* [Prompt]
Could you filter the records below and return each line that holds "slope"?

* [Entries provided]
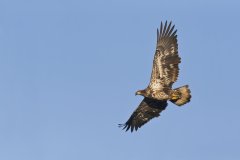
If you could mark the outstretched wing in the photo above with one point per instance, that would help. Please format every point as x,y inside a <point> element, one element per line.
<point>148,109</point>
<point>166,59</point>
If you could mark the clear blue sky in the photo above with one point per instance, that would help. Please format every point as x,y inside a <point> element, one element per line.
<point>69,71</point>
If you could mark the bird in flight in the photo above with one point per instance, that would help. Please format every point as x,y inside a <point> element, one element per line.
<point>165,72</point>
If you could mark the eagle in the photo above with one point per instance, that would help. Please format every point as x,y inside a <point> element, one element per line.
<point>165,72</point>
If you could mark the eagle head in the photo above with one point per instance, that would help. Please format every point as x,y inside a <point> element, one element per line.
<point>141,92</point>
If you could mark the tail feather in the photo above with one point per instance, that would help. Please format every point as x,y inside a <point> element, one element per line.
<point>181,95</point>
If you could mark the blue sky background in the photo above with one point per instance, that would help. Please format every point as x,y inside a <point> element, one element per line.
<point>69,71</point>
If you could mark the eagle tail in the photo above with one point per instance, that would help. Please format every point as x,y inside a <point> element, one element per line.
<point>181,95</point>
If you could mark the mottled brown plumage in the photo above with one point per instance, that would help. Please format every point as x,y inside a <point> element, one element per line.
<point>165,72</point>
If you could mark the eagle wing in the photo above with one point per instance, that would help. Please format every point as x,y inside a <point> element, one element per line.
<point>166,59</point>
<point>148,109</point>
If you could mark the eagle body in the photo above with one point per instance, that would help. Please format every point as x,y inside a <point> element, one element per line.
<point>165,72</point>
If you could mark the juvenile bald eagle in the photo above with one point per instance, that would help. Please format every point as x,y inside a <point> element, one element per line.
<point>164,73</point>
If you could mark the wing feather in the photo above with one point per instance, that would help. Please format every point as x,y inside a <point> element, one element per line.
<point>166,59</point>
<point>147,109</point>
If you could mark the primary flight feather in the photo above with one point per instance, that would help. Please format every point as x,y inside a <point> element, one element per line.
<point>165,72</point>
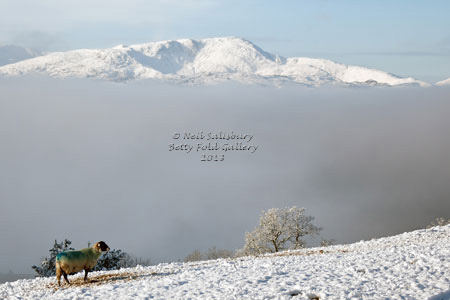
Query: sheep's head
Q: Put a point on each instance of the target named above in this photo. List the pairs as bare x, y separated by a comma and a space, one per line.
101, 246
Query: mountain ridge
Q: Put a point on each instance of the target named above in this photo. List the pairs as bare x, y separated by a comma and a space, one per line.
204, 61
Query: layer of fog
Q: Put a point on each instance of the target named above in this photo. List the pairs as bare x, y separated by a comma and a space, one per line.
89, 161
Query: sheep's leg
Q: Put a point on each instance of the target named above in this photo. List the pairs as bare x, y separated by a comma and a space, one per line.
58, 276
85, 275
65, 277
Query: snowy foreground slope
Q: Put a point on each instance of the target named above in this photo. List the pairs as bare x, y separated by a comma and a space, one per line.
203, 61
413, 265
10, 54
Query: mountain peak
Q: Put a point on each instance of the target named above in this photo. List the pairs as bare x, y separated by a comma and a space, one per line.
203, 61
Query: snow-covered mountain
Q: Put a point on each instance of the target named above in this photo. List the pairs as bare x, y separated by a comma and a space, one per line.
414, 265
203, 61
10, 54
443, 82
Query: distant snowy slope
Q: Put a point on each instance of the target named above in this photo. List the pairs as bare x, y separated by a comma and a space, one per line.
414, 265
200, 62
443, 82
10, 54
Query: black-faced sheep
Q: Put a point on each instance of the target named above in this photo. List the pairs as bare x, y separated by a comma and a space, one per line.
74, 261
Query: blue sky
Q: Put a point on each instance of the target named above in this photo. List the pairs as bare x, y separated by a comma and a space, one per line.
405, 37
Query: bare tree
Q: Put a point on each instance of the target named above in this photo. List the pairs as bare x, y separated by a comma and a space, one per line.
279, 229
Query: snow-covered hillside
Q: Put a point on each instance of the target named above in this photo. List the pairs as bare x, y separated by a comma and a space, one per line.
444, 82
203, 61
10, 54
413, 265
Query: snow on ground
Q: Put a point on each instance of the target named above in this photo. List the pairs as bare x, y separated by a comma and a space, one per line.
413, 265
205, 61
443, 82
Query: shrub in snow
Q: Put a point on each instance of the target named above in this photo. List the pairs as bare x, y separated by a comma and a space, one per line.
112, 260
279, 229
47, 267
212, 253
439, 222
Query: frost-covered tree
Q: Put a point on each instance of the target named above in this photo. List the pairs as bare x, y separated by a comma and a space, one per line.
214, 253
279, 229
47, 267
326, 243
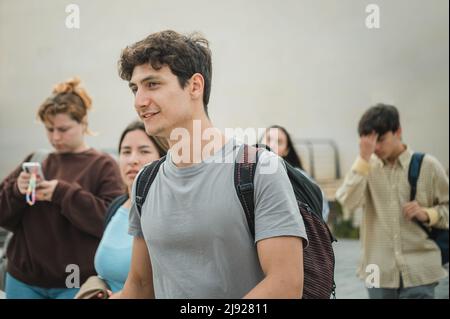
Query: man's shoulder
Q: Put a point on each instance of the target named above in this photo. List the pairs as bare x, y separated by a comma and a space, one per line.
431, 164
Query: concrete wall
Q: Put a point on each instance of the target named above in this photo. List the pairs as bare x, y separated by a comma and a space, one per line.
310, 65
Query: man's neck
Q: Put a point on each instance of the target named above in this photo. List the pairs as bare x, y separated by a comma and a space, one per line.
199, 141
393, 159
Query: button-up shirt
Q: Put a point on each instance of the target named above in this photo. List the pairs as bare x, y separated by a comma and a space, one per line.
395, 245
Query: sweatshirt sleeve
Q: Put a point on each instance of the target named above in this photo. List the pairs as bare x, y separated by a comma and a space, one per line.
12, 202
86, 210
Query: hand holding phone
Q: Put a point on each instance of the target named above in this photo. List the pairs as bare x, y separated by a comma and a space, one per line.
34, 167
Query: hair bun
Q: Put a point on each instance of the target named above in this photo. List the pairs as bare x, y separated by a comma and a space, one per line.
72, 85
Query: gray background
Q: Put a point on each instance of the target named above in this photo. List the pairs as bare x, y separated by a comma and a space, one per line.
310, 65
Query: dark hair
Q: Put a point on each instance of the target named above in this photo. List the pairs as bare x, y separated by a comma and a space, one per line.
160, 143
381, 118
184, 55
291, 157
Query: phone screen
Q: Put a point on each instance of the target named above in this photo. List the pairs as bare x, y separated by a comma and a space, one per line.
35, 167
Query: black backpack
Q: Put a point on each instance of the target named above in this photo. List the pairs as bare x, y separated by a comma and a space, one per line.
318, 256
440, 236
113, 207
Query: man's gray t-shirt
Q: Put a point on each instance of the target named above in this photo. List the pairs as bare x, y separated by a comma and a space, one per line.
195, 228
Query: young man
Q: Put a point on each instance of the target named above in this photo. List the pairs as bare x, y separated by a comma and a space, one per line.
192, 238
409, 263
==
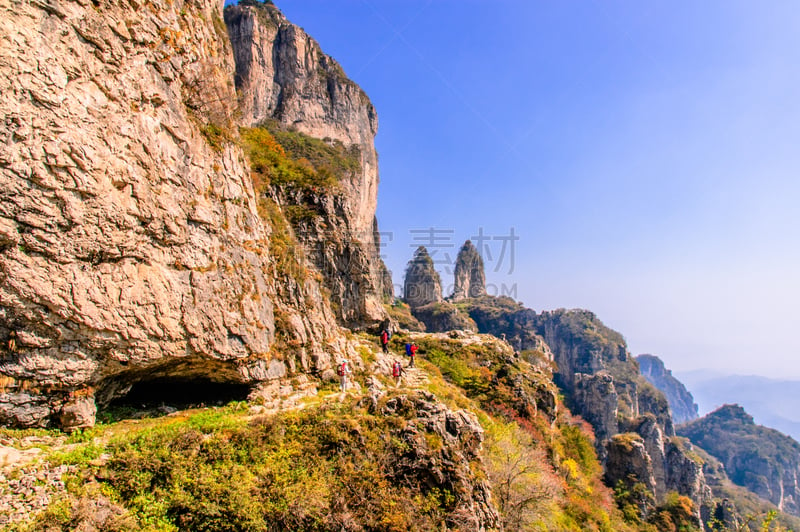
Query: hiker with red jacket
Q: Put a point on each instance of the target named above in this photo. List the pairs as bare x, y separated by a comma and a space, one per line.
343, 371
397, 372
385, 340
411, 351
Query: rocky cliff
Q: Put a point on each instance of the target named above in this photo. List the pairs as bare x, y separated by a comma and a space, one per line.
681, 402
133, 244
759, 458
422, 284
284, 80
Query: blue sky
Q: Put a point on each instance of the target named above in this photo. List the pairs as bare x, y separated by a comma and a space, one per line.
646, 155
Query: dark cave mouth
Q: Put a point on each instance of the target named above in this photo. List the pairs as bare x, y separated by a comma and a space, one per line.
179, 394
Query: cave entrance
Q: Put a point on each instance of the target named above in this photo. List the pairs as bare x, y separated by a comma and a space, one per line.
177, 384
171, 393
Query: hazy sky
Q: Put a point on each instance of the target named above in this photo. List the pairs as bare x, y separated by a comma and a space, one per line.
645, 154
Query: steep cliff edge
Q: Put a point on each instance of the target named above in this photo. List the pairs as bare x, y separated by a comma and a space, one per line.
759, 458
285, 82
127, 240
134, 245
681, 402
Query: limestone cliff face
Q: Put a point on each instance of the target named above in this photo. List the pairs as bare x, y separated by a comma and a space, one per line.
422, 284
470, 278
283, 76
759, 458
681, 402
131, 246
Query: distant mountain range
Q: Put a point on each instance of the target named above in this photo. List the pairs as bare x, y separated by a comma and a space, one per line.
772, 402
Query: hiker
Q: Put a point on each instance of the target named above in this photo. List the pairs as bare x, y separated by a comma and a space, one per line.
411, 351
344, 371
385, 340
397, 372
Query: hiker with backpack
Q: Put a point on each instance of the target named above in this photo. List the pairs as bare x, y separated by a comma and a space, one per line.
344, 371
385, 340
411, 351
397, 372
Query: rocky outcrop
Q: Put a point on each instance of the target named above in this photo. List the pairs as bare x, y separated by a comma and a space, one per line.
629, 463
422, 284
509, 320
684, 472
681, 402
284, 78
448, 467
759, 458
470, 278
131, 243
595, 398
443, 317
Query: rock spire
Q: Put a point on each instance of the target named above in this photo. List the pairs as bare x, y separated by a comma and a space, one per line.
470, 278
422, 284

* [Response to this exercise]
Query: snowy foreground slope
Query: distant snowy slope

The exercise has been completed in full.